Door: Alfred Kleinknecht
Oud-hoogleraar economie (VU en TU Delft), gasthoogleraar bij Kwansei Gakuin University, Nishinomiya, Japan en lid van de landelijke werkgroep economie van GroenLinks.
De relatief hoge werkloosheid van de jaren tachtig heeft de Nederlandse polder in de modus van ‘werk, werk en nogmaals werk’ gebracht. Deze modus leverde inderdaad werk op, maar wel tegen de prijs van lage productiviteitswinsten. Daardoor dreigt de economie nu vast te lopen door personeelskrapte. Maar de krappe arbeidsmarkt biedt ook de historische kans voor een omschakeling naar een meer door productiviteit (en minder door arbeidsinzet) gedreven groeimodel. Dit kan echter alleen lukken indien de overheid niet ingrijpt om de krapte op de arbeidsmarkt te verminderen. Het is nu zaak dat de markt haar werk kan doen en dat de krapte zich in voelbare loonsverhogingen vertaalt. Dan kan de productiviteit weer stijgen en komt er weer wat ruimte bij de inkomensverdeling.
Volgt iedereen Nederland?

+-------+

__Opdrachten__.
A - Beantwoord de volgende vragen over de tekst over de krappe arbeidsmarkt:
(i) Aan welke universiteit is de auteur gasthoogleraar?
(ii) Tegen welke prijs leverde de modus van 'werk, werk en nogmaals werk' werk op?
(iii) Onder welke voorwaarde kan de omschakeling naar een meer door productiviteit gedreven groeimodel volgens de tekst alleen lukken?
B - Vertaal de zin "Daardoor dreigt de economie nu vast te lopen door personeelskrapte." uit de tekst over de krappe arbeidsmarkt in het Engels, alstublieft.

__Aangeleverde gegevens__.
+-------+

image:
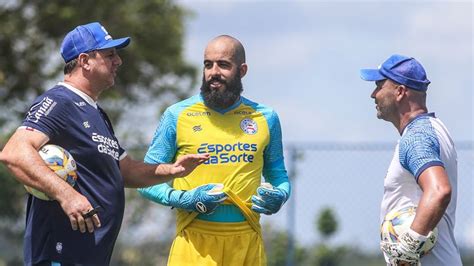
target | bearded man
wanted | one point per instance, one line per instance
(219, 204)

+-------+

__Antwoorden per opdracht__.
A -
(i) Aan Kwansei Gakuin University in Nishinomiya, Japan.
(ii) Tegen de prijs van lage productiviteitswinsten.
(iii) Alleen als de overheid niet ingrijpt om de krapte op de arbeidsmarkt te verminderen.

B - As a result, the economy now threatens to grind to a halt due to staff shortages.